• _SHORT EXERCISE_
Set down the lines of the material below unchanged, from the line that contains "Pick out the large white" through the end of the material, with both ends included.

(Data taken from a collection)
- - - -

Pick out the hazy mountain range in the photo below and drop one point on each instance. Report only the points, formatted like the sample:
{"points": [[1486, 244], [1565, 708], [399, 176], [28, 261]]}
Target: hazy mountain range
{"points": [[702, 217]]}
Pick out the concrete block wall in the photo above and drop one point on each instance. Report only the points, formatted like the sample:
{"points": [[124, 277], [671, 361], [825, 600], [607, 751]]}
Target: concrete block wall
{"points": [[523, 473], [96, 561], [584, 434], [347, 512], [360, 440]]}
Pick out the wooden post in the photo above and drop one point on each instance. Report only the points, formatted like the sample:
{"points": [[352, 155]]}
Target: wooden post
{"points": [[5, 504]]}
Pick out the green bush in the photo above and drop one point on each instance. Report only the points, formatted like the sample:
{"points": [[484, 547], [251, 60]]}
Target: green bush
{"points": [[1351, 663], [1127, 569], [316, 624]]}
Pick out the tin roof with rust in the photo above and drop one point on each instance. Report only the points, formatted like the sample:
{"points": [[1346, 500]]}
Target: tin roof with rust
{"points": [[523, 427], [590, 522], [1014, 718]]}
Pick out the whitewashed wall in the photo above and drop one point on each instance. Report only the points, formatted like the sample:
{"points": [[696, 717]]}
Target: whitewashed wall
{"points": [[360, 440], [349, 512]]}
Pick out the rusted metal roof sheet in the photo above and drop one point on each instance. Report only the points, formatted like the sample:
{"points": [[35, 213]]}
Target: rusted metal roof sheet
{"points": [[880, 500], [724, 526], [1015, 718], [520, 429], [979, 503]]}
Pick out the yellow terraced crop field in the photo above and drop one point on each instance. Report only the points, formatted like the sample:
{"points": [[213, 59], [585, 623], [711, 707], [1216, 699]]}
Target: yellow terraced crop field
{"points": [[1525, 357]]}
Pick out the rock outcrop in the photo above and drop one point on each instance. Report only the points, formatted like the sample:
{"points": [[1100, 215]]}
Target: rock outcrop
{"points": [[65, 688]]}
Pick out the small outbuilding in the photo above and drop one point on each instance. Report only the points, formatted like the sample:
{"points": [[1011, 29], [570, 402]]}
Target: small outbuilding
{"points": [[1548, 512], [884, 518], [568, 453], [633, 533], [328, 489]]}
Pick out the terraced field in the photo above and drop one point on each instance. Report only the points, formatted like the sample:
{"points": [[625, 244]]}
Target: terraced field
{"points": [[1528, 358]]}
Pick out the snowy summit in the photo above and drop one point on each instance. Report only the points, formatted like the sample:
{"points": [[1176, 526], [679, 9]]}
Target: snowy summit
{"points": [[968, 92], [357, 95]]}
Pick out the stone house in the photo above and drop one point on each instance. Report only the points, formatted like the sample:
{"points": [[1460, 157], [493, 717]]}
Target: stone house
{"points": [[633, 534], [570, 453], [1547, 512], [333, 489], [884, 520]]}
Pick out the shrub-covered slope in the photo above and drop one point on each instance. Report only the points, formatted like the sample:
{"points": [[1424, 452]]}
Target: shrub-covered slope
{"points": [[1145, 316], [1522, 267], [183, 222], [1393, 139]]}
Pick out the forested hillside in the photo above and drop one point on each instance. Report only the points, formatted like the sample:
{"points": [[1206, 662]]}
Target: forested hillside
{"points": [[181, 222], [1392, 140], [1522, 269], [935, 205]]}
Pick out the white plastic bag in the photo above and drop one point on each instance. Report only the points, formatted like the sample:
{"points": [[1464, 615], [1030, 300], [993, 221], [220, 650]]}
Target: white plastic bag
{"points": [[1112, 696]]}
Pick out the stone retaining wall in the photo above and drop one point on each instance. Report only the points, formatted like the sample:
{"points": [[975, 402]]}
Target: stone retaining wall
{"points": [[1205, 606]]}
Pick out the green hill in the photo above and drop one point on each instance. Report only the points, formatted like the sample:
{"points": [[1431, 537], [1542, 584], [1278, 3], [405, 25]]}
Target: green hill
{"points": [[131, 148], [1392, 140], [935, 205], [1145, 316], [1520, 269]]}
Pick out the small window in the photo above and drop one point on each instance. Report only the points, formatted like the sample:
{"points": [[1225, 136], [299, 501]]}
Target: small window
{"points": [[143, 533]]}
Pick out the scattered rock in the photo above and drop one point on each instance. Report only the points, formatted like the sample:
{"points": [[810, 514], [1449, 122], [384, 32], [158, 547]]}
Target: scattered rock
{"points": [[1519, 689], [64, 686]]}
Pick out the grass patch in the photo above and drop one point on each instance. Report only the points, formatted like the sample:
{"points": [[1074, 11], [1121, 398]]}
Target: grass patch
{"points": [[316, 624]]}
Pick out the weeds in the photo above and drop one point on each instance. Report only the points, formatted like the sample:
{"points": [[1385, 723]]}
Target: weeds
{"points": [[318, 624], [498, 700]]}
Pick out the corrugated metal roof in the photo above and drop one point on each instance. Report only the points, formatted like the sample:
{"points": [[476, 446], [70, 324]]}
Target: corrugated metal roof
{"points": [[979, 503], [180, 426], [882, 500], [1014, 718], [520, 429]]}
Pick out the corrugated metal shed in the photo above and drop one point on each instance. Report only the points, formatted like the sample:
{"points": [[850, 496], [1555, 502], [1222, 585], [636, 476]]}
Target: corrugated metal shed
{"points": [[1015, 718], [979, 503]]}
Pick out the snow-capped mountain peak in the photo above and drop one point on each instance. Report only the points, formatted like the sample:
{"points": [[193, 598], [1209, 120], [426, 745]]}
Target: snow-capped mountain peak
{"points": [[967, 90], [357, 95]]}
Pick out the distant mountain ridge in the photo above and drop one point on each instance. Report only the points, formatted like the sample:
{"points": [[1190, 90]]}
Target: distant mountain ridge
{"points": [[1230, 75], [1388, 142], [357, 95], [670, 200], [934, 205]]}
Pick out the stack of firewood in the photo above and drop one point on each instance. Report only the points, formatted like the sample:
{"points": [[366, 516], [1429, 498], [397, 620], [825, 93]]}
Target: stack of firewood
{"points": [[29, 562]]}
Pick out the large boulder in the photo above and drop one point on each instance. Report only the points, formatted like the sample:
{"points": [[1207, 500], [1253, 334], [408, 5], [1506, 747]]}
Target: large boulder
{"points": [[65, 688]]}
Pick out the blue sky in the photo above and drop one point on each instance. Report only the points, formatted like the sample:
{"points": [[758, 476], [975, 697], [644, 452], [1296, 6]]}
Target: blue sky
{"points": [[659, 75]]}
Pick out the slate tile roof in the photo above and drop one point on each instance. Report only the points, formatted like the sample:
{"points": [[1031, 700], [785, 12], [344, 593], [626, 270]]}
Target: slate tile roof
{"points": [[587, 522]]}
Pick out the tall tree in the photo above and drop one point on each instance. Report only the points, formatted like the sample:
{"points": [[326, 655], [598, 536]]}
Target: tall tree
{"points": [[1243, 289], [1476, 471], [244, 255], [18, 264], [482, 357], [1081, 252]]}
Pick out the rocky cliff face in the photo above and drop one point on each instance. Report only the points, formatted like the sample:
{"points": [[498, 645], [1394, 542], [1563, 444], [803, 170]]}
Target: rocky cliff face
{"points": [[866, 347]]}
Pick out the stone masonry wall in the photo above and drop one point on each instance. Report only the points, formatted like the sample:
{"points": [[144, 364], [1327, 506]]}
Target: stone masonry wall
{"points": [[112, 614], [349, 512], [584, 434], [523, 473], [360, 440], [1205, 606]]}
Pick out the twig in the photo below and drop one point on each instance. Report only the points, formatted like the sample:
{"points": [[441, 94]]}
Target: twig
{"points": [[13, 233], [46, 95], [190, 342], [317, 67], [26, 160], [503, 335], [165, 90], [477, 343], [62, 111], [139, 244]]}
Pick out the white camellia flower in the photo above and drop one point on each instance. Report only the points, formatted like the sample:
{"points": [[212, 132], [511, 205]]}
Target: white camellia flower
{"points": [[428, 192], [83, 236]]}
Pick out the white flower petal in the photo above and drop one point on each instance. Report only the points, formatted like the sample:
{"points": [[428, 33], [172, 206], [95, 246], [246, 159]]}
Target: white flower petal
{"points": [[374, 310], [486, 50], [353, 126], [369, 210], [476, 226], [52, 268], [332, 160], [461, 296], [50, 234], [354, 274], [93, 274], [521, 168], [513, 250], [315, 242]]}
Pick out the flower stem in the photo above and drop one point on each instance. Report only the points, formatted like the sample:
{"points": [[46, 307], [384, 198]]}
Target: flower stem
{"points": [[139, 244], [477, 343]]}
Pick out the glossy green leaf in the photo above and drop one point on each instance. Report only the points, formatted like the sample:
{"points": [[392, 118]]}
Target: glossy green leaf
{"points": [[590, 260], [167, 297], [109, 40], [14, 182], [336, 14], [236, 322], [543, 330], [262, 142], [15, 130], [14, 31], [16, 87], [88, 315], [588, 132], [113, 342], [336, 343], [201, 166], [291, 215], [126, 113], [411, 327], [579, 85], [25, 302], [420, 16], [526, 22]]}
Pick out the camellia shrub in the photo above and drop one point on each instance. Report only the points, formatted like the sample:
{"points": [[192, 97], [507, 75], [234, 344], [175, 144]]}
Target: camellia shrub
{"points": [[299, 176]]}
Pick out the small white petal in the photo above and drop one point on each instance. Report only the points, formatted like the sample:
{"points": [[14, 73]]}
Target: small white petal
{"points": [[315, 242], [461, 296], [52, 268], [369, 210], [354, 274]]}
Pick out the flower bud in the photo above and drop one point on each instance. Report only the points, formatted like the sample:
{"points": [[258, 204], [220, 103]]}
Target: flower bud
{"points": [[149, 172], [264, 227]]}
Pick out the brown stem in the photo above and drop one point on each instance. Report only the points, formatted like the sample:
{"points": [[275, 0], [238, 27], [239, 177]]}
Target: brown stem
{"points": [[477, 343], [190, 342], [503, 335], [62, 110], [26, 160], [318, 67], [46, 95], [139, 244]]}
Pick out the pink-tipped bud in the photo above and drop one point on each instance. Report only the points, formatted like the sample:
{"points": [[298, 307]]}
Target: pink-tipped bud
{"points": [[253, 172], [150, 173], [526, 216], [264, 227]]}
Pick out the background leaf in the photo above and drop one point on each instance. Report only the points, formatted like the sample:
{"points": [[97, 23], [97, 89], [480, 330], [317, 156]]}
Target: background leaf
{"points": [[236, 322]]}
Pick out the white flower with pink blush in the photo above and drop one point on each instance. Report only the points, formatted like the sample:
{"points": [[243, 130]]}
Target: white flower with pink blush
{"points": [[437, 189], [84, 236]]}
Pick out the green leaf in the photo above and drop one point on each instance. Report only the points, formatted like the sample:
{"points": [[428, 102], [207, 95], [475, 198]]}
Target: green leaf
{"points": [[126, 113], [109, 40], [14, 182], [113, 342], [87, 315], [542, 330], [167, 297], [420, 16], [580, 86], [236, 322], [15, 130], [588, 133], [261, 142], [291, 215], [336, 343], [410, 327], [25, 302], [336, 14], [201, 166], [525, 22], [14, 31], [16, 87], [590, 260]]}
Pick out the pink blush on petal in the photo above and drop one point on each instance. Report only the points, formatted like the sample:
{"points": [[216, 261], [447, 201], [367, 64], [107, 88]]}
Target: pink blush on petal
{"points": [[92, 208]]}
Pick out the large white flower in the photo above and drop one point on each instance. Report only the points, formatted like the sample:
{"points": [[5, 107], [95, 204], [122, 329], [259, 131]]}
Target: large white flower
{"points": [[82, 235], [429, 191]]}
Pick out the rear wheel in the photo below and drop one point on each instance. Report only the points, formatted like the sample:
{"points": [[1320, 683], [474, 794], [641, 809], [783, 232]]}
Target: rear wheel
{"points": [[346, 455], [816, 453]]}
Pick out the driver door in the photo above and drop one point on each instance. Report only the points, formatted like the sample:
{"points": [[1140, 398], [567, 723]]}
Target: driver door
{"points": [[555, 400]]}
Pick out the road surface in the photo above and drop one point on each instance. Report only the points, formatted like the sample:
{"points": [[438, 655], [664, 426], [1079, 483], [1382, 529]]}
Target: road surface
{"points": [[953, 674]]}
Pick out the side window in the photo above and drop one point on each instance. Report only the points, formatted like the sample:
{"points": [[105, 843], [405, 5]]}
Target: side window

- - - -

• _RESULT BELOW_
Pick out the large white flower in the photo above and drop one point on each instance. Report only the points, formatted like the sample:
{"points": [[5, 107], [95, 204], [122, 329], [259, 131]]}
Target: large white flower
{"points": [[82, 235], [429, 191]]}
Pick out the rear wheel in the photo below and drop one point on each instance. Report only the points, formatted like the sample:
{"points": [[1320, 683], [474, 794], [641, 809], [783, 232]]}
Target: rear wheel
{"points": [[346, 455], [816, 453]]}
Pick out the driver door in the photo above and drop one point on each instance. Report only the points, formatted like the sample:
{"points": [[1140, 398], [567, 723]]}
Target: driver door
{"points": [[555, 400]]}
Pick out the road surface in the photo above and drop one point on each instance. Report only the points, formatted like the sample:
{"points": [[438, 655], [664, 426], [1079, 483], [1382, 529]]}
Target: road surface
{"points": [[953, 674]]}
Pick out the side window in the photo above and drop one point on each instance. Report only the points, formatted like the sample:
{"points": [[105, 843], [405, 5]]}
Target: side window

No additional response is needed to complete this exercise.